- [ЗАДАНИЯ]:
a - От какой болезни умер Василий Иванович Красов, согласно тексту о судьбах участников кружка Станкевича?
b - В тексте о судьбах участников кружка Станкевича замените «длинный» на «долгий» и приведите фрагмент между «Прихотливо и неожиданно» и «едва достигшими зрелости.» включительно.
c - Допишите следующую часть текста о судьбах участников кружка Станкевича, начиная сразу после его последнего предложения.

- [ИСХОДНЫЙ ТЕКСТ]:
┌──
«Спешу уведомить редакцию „Москвитянина” о кончине одного из наших молодых стихотворцев: вчера я проводил на Ваганьково кладбище моего товарища по службе Василия Ивановича Красова. Он скончался от чахотки, которою страдал в течение последних лет. Жестокий удар, им понесенный, ускорил его кончину: недель за шесть перед этим, он лишился жены, нежно им любимой, и теперь осталось после него шестеро сирот, из которых старшей дочери девять лет. Он жил своими трудами и не оставил детям ничего, кроме доброго имени и благословения. Но, вероятно, найдутся добрые люди, которые не оставят несчастных сирот».
Прихотливо и неожиданно складывались судьбы участников кружка… Самый длинный путь довелось пройти Ивану Клюшникову. Стал он долгожителем среди людей, умиравших юношами или едва достигшими зрелости.
Мы последний раз упоминали Клюшникова, когда он осенью 1840 года в Пятигорске получил известие о смерти Станкевича.
В конце года Клюшников вернулся в Москву. Здесь 4 декабря его встретил Красов, поспешивший сообщить о своих впечатлениях Белинскому в Петербург. «Да, Виссарион Григорьевич, с грустью и досадой смотрю я на Клюшникова. Я знал его в старые годы: остряк, каких не много, в его насмешке над всем было столько соли, огня, злости, ума – самый вздор его был так одушевлен! Встречаю его теперь: это кисель, старый болтун…»
└──
- [Фрагменты данных разметки местоположений]:
┌──
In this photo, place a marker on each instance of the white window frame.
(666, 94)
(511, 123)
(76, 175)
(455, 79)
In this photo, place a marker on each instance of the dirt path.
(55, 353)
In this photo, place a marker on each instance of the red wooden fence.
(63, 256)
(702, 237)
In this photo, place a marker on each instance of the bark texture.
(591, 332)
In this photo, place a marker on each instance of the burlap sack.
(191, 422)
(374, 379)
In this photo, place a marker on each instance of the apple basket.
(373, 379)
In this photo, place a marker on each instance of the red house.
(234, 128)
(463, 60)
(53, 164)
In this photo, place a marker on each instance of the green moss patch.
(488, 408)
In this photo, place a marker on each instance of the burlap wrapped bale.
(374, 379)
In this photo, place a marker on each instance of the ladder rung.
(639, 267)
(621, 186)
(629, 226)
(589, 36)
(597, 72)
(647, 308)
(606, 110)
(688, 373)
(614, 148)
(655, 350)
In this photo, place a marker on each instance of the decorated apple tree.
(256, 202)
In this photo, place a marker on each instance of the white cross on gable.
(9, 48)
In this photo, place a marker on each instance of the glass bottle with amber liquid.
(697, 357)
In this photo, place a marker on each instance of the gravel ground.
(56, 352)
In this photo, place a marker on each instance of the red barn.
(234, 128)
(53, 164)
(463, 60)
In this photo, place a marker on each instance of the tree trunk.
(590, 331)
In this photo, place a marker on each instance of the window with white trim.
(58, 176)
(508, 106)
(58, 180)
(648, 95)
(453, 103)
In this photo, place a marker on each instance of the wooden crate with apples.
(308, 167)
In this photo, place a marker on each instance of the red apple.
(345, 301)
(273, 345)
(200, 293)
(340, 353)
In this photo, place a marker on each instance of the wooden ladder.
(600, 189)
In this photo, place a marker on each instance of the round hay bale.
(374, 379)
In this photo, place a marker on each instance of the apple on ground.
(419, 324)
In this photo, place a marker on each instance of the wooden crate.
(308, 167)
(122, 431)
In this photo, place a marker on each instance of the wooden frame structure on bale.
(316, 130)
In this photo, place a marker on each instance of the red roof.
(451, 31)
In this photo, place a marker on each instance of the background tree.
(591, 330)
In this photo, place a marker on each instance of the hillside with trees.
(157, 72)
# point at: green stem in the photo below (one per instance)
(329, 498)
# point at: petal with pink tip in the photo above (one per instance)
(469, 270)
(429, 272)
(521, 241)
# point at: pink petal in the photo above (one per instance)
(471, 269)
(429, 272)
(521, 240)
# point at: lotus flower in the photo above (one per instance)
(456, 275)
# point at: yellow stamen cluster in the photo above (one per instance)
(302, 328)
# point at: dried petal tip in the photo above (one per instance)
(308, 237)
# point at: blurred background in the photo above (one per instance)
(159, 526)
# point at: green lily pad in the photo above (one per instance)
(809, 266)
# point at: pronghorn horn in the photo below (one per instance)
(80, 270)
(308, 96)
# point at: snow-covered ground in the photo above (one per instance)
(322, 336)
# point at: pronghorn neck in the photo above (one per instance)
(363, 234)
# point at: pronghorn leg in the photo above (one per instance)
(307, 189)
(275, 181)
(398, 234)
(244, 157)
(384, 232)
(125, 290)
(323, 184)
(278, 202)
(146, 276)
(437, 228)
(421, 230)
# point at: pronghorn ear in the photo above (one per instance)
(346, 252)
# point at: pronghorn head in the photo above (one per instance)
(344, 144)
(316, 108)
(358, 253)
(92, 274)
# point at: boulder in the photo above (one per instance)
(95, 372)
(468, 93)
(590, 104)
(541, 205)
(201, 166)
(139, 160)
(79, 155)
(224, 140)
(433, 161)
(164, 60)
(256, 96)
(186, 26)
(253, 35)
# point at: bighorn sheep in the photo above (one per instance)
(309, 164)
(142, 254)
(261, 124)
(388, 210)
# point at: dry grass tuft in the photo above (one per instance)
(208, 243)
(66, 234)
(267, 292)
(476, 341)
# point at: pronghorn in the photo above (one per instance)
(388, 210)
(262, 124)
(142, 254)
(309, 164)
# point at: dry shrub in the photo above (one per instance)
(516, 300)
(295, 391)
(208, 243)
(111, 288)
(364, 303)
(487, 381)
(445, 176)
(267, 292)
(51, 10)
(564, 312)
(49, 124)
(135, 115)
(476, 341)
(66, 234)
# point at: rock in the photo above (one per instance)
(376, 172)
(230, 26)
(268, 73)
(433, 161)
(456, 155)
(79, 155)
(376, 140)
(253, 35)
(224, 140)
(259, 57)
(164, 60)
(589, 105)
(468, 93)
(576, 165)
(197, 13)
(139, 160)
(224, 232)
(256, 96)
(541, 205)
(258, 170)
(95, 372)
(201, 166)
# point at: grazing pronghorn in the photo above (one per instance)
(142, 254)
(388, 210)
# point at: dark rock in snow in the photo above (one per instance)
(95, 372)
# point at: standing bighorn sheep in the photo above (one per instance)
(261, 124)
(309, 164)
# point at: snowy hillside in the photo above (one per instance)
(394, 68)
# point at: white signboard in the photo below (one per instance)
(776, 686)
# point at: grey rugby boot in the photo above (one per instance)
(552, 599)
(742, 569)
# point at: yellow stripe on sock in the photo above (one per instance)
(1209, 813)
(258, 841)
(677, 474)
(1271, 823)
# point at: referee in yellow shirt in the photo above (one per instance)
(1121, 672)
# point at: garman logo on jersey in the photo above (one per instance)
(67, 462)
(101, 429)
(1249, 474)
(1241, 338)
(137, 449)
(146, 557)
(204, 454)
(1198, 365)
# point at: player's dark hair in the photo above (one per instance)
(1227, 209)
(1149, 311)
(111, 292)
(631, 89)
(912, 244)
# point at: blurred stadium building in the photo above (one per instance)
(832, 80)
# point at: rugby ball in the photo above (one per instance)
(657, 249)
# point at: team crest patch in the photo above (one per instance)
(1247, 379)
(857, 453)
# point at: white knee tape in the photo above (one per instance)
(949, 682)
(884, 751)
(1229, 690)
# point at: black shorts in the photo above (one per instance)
└──
- [ОТВЕТЫ]:
a - От чахотки.

b -
Прихотливо и неожиданно складывались судьбы участников кружка… Самый долгий путь довелось пройти Ивану Клюшникову. Стал он долгожителем среди людей, умиравших юношами или едва достигшими зрелости.

c -
С каждым днем становилось все яснее: чтобы спасти Клюшникова от разъедающей тоски и меланхолии, надо поскорее вырвать его из привычного уклада жизни, заставить уехать из Москвы. И на этот раз друзьям удалось настоять на своем плане.
Клюшников поселяется в Сумском уезде Харьковской губернии, в своем небольшом имении. Отсюда в 1841 году он посылает письмо Белинскому. Пишет, что редко читает журналы, в том числе и те, где печатаются статьи Белинского, хотя, прибавляет он, «вполне понимаю их значение и пользу для России».
Потом известия о Клюшникове перестают доходить до его приятелей, хотя произведения за подписью θ изредка появляются в журналах.
В 1855–1856 годах Чернышевский публикует свою знаменитую работу «Очерки гоголевского периода русской литературы». Здесь, перечисляя замечательных деятелей 30–40-х годов, которые уже ушли из жизни, критик назвал и Клюшникова («Ключников и Кольцов пережили Станкевича лишь немногими годами…»). Так Клюшников был похоронен еще при жизни. Произошло это не только из-за отсутствия достоверных сведений, но и в силу, так сказать, господствующего тона его поэзии. Клюшников так настойчиво воспевал усталость, утомление от жизни и разочарование, что естественно было поверить, будто он и в самом деле уже расстается с жизнью.
А между тем Клюшников благополучно коротал время в своем имении, поправляясь в здоровье, испытывая целительное воздействие сельской тишины и воздуха.
В 1856 году о Клюшникове вспомнил его бывший ученик, теперь уже знаменитый писатель Иван Тургенев. «Я удивился и обрадовался, узнавши, что Клюшников еще жив. Пожалуйста, напишите мне его адрес», – просил Тургенев поэта Полонского, того самого, который позднее изобразит Клюшникова в «Свежем преданье».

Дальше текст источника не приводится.